[Items excerpted from a collection]
------------------------------------------------

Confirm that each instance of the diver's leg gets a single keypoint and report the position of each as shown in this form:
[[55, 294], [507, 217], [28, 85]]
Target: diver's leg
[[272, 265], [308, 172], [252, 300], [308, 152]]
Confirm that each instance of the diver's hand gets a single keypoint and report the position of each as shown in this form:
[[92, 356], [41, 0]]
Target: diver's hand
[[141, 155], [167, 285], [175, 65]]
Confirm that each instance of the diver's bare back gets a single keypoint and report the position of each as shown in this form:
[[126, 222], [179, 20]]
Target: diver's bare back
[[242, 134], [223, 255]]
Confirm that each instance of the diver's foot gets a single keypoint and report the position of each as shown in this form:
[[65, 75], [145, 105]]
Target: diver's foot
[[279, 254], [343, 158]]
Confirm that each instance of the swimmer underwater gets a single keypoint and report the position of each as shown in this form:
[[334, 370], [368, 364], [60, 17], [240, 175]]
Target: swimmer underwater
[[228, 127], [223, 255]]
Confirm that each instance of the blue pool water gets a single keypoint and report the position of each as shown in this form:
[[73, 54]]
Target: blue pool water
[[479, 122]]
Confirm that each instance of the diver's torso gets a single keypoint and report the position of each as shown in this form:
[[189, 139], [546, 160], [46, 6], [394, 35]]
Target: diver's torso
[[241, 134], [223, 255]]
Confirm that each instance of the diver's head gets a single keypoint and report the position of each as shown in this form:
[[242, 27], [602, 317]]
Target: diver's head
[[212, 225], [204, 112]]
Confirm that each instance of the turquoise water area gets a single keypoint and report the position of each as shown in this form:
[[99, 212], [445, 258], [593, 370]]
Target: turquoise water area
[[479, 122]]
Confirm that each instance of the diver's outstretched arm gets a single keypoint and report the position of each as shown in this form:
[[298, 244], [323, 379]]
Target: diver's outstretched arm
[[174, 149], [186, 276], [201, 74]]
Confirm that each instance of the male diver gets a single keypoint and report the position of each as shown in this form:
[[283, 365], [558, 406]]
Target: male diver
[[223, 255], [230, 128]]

------------------------------------------------

Task requirements.
Rewrite all of the items above with every occurrence of "gets a single keypoint" replaced by "is marked with exactly one keypoint", keeping all other text unchanged.

Exercise output.
Confirm that each instance of the diver's leg is marked with exactly one keypoint and report the position of each as shown in this form:
[[55, 294], [507, 217], [28, 85]]
Target: diver's leg
[[272, 265], [308, 172], [252, 300], [308, 152]]
Confirm that each instance of the diver's hand is marked with exactly one keypoint and report the position of each as shown in this form:
[[92, 356], [41, 0]]
Target: diver's hand
[[141, 155], [167, 285], [175, 65]]
Confirm that each instance of the diver's bare back is marked with exactly one keypoint and report the position of each as shown in this form:
[[126, 222], [179, 20]]
Target: diver's bare back
[[242, 134], [223, 255]]
Confirm that each instance of the diver's foot is marked with exactly one keypoint and report the position of each as shown in this form:
[[65, 75], [145, 105]]
Target: diver's foot
[[279, 254], [343, 158]]
Confirm that each instance of the swimmer underwater is marked with exactly one keypoint and report the position of each as shown in this form:
[[334, 370], [368, 364], [60, 17], [240, 175]]
Target: swimmer underwater
[[228, 127], [223, 255]]
Confirm that each instance of the blue pool water is marked with exactly one keypoint and report the position of each as shown in this form:
[[73, 54]]
Target: blue pool water
[[479, 122]]
Confirm that each instance of the diver's torso is marked with exactly one keypoint and report the position of each as shown in this form:
[[189, 139], [546, 160], [46, 6], [394, 35]]
Target: diver's torso
[[241, 134], [223, 255]]
Confirm that each instance of the diver's head is marked with exactly one keypoint and report the position of each as shown in this form:
[[242, 27], [602, 317]]
Target: diver's head
[[212, 225], [204, 112]]
Confirm that each instance of the turquoise water area is marked with exactly one keypoint and report the position of each as shown in this form:
[[99, 212], [445, 258], [593, 370]]
Target: turquoise water area
[[479, 122]]
Confirm that each instance of the diver's outstretched arm is marked with exactly one keypoint and report the position of each as shown in this form:
[[298, 244], [323, 379]]
Target: diver's outstretched arm
[[174, 149], [186, 276], [201, 74]]
Confirm that each instance of the male diver is marked with exactly one keypoint and report the position of each as shown in this form:
[[283, 365], [558, 406]]
Target: male diver
[[223, 255], [230, 128]]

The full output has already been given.